Required work = Reproduce every item below word for word, leaving out the pictures.

Provided data =
++++++++

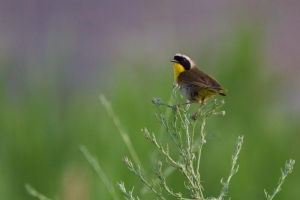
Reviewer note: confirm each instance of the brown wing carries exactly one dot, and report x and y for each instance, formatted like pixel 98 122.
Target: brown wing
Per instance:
pixel 199 78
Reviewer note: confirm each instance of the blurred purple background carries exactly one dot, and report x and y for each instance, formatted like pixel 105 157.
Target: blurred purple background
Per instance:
pixel 93 32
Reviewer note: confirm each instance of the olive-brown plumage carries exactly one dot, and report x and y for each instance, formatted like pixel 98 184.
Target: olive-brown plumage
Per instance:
pixel 194 84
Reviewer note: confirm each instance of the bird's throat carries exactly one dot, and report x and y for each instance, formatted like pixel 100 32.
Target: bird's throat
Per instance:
pixel 178 68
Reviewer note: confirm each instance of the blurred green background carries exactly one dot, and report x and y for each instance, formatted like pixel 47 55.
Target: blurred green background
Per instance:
pixel 57 57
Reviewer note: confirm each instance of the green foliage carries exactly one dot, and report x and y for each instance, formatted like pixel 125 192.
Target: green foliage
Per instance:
pixel 43 123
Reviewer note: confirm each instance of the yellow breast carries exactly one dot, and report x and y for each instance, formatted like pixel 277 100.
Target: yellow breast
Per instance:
pixel 178 68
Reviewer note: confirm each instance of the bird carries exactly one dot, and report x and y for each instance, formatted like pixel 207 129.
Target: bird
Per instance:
pixel 195 85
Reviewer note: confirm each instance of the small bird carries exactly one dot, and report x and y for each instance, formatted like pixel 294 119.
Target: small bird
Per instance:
pixel 194 84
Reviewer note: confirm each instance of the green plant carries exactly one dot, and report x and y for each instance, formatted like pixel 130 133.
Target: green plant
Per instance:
pixel 181 129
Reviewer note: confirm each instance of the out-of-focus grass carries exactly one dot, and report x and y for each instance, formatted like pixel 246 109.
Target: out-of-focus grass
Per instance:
pixel 41 130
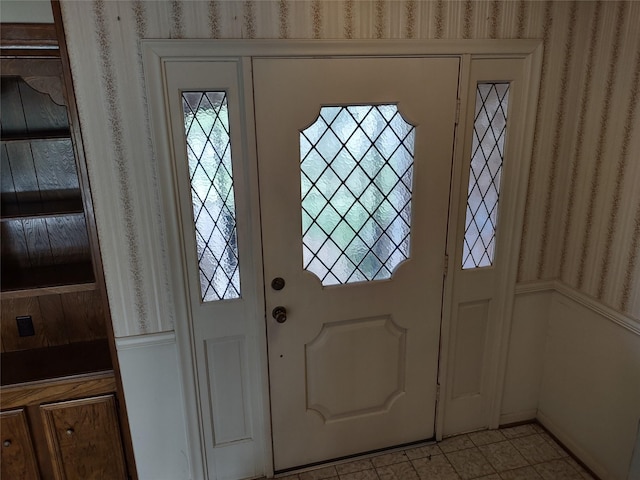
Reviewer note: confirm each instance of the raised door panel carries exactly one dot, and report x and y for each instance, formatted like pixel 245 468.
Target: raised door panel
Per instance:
pixel 84 439
pixel 18 457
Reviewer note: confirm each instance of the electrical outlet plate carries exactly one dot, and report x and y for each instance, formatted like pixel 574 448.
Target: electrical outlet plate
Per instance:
pixel 25 326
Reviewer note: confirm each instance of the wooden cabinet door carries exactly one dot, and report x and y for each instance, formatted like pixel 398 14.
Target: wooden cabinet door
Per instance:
pixel 84 439
pixel 18 457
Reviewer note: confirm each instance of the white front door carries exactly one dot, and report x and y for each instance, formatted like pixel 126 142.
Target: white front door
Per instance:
pixel 354 158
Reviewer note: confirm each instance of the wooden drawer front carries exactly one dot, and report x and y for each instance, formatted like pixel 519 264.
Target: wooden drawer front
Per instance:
pixel 84 439
pixel 18 458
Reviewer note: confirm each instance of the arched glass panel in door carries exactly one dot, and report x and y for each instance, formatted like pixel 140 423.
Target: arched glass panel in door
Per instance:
pixel 356 179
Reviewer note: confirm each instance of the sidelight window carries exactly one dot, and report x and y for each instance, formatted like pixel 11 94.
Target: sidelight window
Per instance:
pixel 489 130
pixel 206 123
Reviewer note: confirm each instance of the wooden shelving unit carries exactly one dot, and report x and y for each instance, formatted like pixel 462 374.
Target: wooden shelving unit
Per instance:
pixel 59 375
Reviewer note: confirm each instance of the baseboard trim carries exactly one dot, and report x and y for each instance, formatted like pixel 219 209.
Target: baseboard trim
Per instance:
pixel 518 417
pixel 149 340
pixel 619 318
pixel 573 447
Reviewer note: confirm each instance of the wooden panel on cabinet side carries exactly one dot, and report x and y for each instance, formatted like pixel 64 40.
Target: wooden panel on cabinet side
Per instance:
pixel 74 316
pixel 28 34
pixel 84 439
pixel 18 457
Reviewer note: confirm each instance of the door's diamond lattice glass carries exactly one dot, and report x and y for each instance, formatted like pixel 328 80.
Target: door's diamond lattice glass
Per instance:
pixel 489 130
pixel 356 180
pixel 206 123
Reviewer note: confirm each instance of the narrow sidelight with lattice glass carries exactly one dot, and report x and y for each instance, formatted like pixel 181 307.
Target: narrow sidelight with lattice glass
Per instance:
pixel 489 130
pixel 206 123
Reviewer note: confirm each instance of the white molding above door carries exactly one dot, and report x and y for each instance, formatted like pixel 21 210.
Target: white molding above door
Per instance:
pixel 158 54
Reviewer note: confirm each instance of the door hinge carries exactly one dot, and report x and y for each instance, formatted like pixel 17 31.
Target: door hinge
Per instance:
pixel 446 264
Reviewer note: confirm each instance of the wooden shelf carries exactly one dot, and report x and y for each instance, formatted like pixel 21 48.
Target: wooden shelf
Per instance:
pixel 63 278
pixel 38 136
pixel 48 363
pixel 39 209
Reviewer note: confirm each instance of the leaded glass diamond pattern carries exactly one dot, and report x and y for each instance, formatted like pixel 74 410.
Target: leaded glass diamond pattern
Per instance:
pixel 206 123
pixel 489 130
pixel 356 180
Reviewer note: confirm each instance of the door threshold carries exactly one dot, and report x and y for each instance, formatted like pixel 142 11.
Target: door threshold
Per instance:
pixel 351 458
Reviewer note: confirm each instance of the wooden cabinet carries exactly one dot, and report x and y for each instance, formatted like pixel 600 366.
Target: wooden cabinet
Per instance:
pixel 59 374
pixel 17 454
pixel 84 438
pixel 63 429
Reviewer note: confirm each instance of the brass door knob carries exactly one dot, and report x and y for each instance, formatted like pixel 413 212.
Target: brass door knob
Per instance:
pixel 280 314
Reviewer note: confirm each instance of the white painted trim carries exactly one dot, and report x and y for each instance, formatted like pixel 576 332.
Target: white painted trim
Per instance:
pixel 155 76
pixel 150 340
pixel 531 88
pixel 452 234
pixel 573 447
pixel 535 287
pixel 518 417
pixel 557 286
pixel 276 48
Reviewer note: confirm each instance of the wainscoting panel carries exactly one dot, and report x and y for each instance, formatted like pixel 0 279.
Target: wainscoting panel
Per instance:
pixel 153 393
pixel 590 390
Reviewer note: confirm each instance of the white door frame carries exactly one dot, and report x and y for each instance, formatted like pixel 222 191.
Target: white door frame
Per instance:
pixel 156 54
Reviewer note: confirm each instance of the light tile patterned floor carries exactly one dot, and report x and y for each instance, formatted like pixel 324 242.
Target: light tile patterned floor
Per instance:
pixel 524 452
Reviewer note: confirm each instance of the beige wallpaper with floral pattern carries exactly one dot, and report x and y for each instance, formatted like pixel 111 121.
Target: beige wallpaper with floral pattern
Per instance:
pixel 582 219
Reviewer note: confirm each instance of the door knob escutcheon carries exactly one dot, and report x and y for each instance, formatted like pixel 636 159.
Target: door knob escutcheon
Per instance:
pixel 280 314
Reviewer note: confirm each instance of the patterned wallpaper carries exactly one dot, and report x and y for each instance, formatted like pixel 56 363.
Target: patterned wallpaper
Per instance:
pixel 582 219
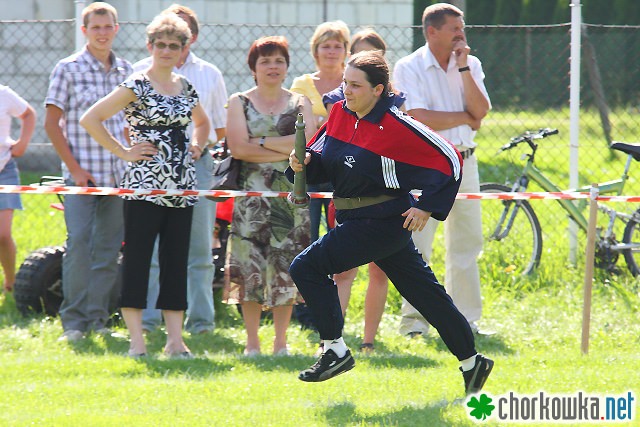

++++++++

Task output =
Reviewer note: confirm each instance of the brown wing carries exactly one dot, and report x and y for each instance, formatted like pixel 98 122.
Target: brown wing
Per instance:
pixel 199 78
Reviewer note: confirm each instance of the blurred purple background carries exactly one dot, and report x and y for each instance, formatted like pixel 105 157.
Target: blurred purple background
Per instance:
pixel 93 32
Reviewer note: confirm each instance of the olive-brown plumage carries exactly one dot, and report x and y for each instance, formatted like pixel 98 184.
Target: olive-brown plumage
Per instance:
pixel 194 84
Reviewer note: confirm each instance of the bird's throat carries exactly one dot, and report x and y for each instance, formatted like pixel 100 32.
Target: bird's throat
Per instance:
pixel 178 68
Reviewer note: confirm each instance of the blurred green background carries exactly one dot, and report x and y for each instance, formatted like pixel 47 55.
Target: blurred green background
Per instance:
pixel 57 57
Reviewer note: confirm each instance of the green foliage carries exactly one dot, and report x and y for each instance, formatted like pixel 125 192.
Target: green foliage
Per instance:
pixel 43 123
Reviewer note: confirm each instance of the yellow breast carries exactly one dot, and report x and y for each instance, formatted like pixel 277 100.
Target: yellow breast
Per instance:
pixel 178 68
Reviewer note: confirm each instance of the bird carries exactly one dot, and report x and y for each instance, formatted like pixel 207 129.
Target: bird
Per instance:
pixel 195 85
Reviewer note: confirm each instance of the small bird carries exactly one dot, and report x and y for each instance, formatted like pixel 294 119.
Target: small bird
Per instance:
pixel 194 84
Reviewer note: confirm each instance of the green plant carries exactly one dot, and report x and y for each instance, formatted like pixel 130 133.
Target: green plant
Per instance:
pixel 181 129
Reviewer note: confirm each instance of the out-of-focus grass carries exactly one dot, and report x and y for each instance, formatted like pixel 246 109.
Target: out-of-focus grass
Per instance:
pixel 41 130
Reviewer note: confirm each instance of the raised door panel carries exactly one dot, and report x and y for each instance, formatted like pixel 245 468.
Target: raised door panel
Per instance:
pixel 84 439
pixel 18 457
Reviewer note: confirm each instance of the electrical outlet plate carries exactly one dot, and report x and y for each instance, formatted like pixel 574 448.
Target: electrical outlet plate
Per instance:
pixel 25 326
Reviewer note: confirm each instance of the wooden cabinet door carries exactly one dot, and report x and y for each instance, formatted like pixel 398 14.
Target: wooden cabinet door
Per instance:
pixel 84 439
pixel 18 457
Reviewer note: confirm each instance of the white front door carries exactly one dot, and report x and y for each instance, formatted like pixel 126 142.
Target: white front door
Per instance:
pixel 354 158
Reviewer note: confirm each instance of the wooden drawer front carries exactly one dot, and report x and y for each instance, formatted like pixel 519 264.
Target: wooden drawer front
Per instance:
pixel 84 439
pixel 18 458
Reviewer note: confirm each instance of the arched glass panel in door carries exactly one dot, and report x and y for each instance, formatted like pixel 140 423.
Target: arched glass panel in door
Per instance:
pixel 356 179
Reviewer note: confirm each instance of the sidelight window carries exactly one dot, and report x and y for each instance, formatted like pixel 11 94.
Target: sidelight window
Per instance:
pixel 489 130
pixel 206 123
Reviewer note: confirm each instance of the wooden shelving unit carries exactly one dot, and report x and y for each instance, formatted like pixel 462 374.
Target: wooden shelving unit
Per instance:
pixel 59 375
Reviewer note: confirm each instance of the baseboard trim carries exactly one dot, and report x and y for each instance, formatted like pixel 219 209.
Target: baseboard trim
Per instance:
pixel 518 417
pixel 149 340
pixel 619 318
pixel 573 447
Reviewer note: confirm each instance of the wooden panel on cabinet side carries exactly one dot, and report x and y for each instance, formatted like pixel 64 40.
Target: wooden panel on cabinet side
Per instance:
pixel 74 316
pixel 28 34
pixel 84 439
pixel 18 457
Reviewer note: confirm each instance of the door's diamond lattice glass carries exactly one dot, and report x and y for each instance, formatted like pixel 328 80.
Target: door's diamond lattice glass
Per instance:
pixel 489 130
pixel 356 180
pixel 206 123
Reviewer note: confirm each instance of the narrow sidelight with lattice glass carries exactly one dot, and report x and y for each instance, formatted like pixel 181 307.
Target: narrow sidelight with lattice glass
Per instance:
pixel 489 130
pixel 206 123
Reviewer note: confirm each instance of the white molding above door carries exactly one dot, and report x and y for each instance, formatted like pixel 21 210.
Target: white molding above door
Per instance:
pixel 158 54
Reviewer note: confirm each instance of the door hinge carries exactly one dot, and report x and y for each instance, formatted like pixel 17 31.
Target: door hinge
Per instance:
pixel 446 264
Reviewer note: confirm each instance of the wooden shelf carries exactly one dot, and report x and y for each instance, formatted like pixel 21 48.
Target: wooden shelf
Per instance:
pixel 63 278
pixel 38 136
pixel 48 363
pixel 39 209
Reviewer note: confirm each instance of the leaded glass diamond pattern carries exactly one dot, and report x and y for each instance, formatted like pixel 74 410.
Target: leaded glass diamond pattern
Per instance:
pixel 206 123
pixel 489 130
pixel 356 180
Reviewer note: confirm each instance of the door threshold carries exactly one dot, and report x and y for each instance, formatted like pixel 142 11.
Target: door threshold
Per instance:
pixel 351 458
Reviewer note: confirm each instance of the wooden cabinet carries exactly one dot, and report x and y for each instance, formatted like pixel 600 366.
Target: wooden cabinet
Per instance:
pixel 59 374
pixel 17 454
pixel 84 438
pixel 63 429
Reviewer note: confirm each instance of the brass door knob carries exactly one dot, and report x and y for each instance, formatted like pixel 413 212.
Target: brass door knob
Per instance:
pixel 280 314
Reviewer note: confirm each instance of the white painted trim carries exactly one dot, and report x and y for each instance, formatted like pixel 576 332.
Target: white painted trim
Per instance:
pixel 155 76
pixel 150 340
pixel 531 88
pixel 452 234
pixel 573 447
pixel 535 287
pixel 518 417
pixel 557 286
pixel 276 48
Reviewer note: confirm each instance of the wainscoting panel carries exactly one dot, and report x and y for each instance, formatted like pixel 0 279.
Target: wainscoting panel
Per instance:
pixel 153 393
pixel 590 390
Reviewer note: confirm each instance of the white door frame carries exactly one dot, and report x and y for each instance, formatted like pixel 222 191.
Target: white door frame
Per instance:
pixel 156 54
Reviewer note: confirm each instance of the light tile patterned floor carries exactly one dot, and report x and y for each instance, formatted like pixel 324 242.
Target: light tile patterned floor
Per instance:
pixel 524 452
Reviewer note: confirm each instance of the beige wallpaper with floral pattern carries exactly one dot, and report x and y for each instance, formatted like pixel 111 121.
Target: beige wallpaper with floral pattern
Per instance:
pixel 582 219
Reviewer note: confirm each instance of the door knob escutcheon carries exactly one dot, and report x and y for each instance, formatted like pixel 636 159.
Target: door knob escutcheon
Per instance:
pixel 280 314
Reviewer note: confirm each instance of the patterned wallpaper carries exactly one dot, and report x and y for each instance, formatted like pixel 56 363.
Target: patterned wallpaper
Per instance:
pixel 582 219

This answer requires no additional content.